DOCUMENT EXCERPT

● ● ● ●

Saturday 8 February 2020

It's All Performance Art 104

It is lovely to see sunshine this morning.  Perhaps a bit on the cool side, the temperature right now is 3 degrees.  How easy Google makes our lives.  Just look it up and the information is one click away.  Vancouver temperature right now, 3 degrees.  Could it get easier?  The internet and IT do almost everything for us.  Or potentially anyway.  It is tragic and pathetic to see how completely dependent we have already become.  No one, it seems, could think of even living without their little Precious.  Sad.  And inevitable.  People are so lazy, you know.  If there was an app that would wipe our asses for us, I'm sure there would be at least a few takers.

For me the alarm first went off when I began to notice how many apparently able bodied people, men as well as women, were coming to rely on pressing disability buttons in order to electronically open doors in public spaces. For example, the public library downtown.   For a while, I was doing it myself, but then I began to wonder.  I don't have a disability, so that button, this convenience is not really for me.  Almost the moral equivalent of parking your car in the disability parking space when outside of your lazy and selfish attitude, there is really nothing wrong with you.

● ● ● ●

INFORMATION SHOWN
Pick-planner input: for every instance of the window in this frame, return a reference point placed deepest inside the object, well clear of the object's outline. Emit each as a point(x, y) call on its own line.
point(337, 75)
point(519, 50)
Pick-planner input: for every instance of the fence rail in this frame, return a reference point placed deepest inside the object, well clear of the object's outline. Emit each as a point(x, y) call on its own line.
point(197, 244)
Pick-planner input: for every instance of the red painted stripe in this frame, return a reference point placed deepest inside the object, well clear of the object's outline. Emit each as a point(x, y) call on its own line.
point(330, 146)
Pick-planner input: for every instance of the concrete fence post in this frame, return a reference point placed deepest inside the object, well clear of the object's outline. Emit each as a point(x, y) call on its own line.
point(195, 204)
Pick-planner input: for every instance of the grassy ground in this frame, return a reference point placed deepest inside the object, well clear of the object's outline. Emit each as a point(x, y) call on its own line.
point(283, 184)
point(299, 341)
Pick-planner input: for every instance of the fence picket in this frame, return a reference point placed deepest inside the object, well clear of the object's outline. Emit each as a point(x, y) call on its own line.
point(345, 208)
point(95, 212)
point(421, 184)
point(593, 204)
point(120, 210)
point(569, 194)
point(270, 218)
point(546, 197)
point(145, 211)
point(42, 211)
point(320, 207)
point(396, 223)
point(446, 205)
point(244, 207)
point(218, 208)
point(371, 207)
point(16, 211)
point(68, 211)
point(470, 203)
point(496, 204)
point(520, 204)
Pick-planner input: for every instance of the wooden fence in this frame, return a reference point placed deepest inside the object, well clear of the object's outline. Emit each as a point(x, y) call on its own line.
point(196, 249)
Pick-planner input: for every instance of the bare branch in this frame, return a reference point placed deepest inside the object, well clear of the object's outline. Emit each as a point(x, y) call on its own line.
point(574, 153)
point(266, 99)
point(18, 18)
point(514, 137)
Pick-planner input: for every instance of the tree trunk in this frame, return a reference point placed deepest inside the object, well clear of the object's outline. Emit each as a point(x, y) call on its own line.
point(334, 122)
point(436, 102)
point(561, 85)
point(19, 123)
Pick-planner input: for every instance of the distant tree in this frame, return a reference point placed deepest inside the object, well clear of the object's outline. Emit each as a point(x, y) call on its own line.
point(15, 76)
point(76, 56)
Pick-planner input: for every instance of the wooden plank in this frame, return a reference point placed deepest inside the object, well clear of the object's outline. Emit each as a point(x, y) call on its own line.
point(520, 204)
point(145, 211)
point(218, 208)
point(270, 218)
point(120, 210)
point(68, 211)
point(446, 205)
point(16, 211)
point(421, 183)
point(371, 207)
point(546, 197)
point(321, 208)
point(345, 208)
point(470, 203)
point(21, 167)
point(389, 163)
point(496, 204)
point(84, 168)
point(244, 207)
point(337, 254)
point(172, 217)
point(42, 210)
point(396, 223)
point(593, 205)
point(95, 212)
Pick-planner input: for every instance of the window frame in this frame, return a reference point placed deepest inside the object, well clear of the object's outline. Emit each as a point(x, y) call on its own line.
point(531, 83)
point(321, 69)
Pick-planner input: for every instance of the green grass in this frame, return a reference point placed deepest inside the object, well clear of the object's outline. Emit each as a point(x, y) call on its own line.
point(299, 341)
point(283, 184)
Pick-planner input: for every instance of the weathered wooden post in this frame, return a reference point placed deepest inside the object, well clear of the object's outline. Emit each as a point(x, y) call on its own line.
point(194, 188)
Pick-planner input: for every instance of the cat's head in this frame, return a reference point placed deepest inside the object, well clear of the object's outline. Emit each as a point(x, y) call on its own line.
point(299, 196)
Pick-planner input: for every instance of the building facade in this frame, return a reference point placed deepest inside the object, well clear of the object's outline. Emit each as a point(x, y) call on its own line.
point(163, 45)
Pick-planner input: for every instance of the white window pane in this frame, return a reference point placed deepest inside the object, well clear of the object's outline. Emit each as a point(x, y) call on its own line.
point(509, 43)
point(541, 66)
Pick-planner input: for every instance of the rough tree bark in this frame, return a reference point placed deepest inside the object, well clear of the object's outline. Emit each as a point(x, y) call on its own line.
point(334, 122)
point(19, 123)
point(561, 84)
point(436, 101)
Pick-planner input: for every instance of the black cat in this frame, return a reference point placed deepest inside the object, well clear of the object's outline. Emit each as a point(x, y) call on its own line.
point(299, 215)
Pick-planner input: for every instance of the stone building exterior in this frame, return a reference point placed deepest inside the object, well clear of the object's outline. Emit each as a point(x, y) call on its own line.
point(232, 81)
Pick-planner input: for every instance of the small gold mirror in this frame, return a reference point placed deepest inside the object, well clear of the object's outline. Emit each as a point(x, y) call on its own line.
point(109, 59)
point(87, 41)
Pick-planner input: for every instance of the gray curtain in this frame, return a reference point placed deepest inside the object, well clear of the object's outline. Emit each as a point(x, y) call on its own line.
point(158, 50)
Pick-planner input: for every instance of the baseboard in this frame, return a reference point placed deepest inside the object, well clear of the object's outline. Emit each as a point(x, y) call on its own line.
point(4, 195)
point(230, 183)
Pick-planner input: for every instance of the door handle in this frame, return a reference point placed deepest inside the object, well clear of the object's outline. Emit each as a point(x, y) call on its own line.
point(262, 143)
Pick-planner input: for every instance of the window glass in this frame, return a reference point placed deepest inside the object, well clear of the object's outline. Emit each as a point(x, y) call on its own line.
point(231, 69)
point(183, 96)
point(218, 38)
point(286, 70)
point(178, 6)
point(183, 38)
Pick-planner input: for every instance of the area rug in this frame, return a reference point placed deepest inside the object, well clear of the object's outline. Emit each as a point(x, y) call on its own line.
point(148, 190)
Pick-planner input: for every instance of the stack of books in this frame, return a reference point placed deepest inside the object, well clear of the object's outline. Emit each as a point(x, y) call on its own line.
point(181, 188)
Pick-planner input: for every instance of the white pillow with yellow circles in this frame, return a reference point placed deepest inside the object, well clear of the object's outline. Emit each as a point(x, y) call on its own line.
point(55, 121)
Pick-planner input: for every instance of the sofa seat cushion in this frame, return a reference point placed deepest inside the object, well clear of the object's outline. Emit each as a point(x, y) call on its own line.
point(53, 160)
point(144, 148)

● ● ● ●

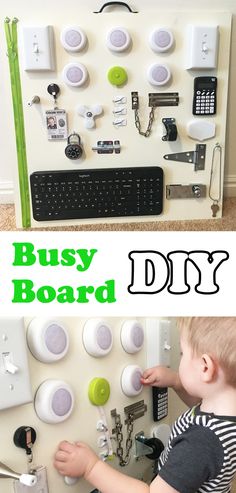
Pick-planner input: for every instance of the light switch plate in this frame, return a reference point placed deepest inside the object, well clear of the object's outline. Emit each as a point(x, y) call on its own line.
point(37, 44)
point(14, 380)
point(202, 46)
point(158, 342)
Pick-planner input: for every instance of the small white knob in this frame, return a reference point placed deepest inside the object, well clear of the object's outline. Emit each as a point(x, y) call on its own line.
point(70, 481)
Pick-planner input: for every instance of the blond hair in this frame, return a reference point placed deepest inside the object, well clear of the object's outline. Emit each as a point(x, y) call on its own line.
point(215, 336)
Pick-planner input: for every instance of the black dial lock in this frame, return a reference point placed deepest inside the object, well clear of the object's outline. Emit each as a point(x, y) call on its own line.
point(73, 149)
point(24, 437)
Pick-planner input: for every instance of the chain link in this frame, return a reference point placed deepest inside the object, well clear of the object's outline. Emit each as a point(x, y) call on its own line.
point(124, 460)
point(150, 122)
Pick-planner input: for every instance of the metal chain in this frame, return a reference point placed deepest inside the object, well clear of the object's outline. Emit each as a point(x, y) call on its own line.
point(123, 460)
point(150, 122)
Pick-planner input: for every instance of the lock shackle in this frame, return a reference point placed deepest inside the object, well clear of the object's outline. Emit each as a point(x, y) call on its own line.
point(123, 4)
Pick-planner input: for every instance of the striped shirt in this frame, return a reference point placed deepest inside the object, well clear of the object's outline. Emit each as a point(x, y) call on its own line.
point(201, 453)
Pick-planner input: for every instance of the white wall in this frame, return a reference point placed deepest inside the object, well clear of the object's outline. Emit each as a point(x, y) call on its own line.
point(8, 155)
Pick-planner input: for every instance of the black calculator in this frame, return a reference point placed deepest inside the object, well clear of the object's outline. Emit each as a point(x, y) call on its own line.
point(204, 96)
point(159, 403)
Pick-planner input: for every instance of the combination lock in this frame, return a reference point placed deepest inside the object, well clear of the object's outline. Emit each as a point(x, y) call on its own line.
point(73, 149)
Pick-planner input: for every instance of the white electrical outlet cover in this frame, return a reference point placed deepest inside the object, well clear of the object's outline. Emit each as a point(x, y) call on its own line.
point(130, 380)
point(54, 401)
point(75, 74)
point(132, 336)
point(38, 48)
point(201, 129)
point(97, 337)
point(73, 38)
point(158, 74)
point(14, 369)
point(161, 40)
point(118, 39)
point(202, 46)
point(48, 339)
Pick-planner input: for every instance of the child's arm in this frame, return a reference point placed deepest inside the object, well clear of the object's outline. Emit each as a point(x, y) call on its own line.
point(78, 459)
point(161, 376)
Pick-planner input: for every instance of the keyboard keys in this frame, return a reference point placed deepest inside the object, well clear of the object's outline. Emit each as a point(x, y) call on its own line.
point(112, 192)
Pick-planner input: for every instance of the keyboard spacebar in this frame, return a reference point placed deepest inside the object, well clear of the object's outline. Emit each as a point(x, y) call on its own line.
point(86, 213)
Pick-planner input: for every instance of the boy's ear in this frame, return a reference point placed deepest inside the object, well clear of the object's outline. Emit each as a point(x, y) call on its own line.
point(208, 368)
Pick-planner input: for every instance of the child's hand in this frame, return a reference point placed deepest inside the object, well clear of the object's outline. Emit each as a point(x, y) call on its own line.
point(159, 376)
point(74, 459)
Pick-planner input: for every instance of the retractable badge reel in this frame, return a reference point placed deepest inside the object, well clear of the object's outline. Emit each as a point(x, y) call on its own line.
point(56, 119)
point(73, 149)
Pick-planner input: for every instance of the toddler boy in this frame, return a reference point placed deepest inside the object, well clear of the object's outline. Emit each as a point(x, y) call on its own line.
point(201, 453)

● ● ● ●

TASKS AND EXERCISES
1. Answer these about the blog entry on technology and convenience:
(a) What temperature does it give for Vancouver?
(b) What public building is offered as an example of a place with disability door buttons?
(c) What is pressing the button without a disability called "almost the moral equivalent" of?
2. Pick up the blog entry on technology and convenience after its last sentence and carry it forward.
The material placed after the blog entry is separate from it.

ANSWERS PER TASK
1.
(a) 3 degrees
(b) The public library downtown
(c) Parking your car in the disability parking space when there is really nothing wrong with you

2.
So, I thought, what is it about people who are reasonably fit, especially younger people, that makes them want to take the easiest, most convenient route?  Well, human laziness, for one thing.  A lot of us won't lift so much as a manicured finger, if we don't have to.  Which leaves me wondering how this reflects on our character.  Old-fashioned word, character, and a lot of folks are really more interested in having personality, or charisma, or sex appeal.  But character?  That suggests eating oatmeal porridge flavoured with salt and without even a modest sprinkle of skim milk to make it palatable. 

So, now, unless the weather is horrible and I am carrying heavy objects, I just pull or push open those doors, the old-fashioned way.  It's good exercise.  And it keeps me at least a little more independent, and less likely to rely on dubious supports.  I try to think of this as living like an adult.  Or becoming an adult, since we are always becoming adults, never really arriving there.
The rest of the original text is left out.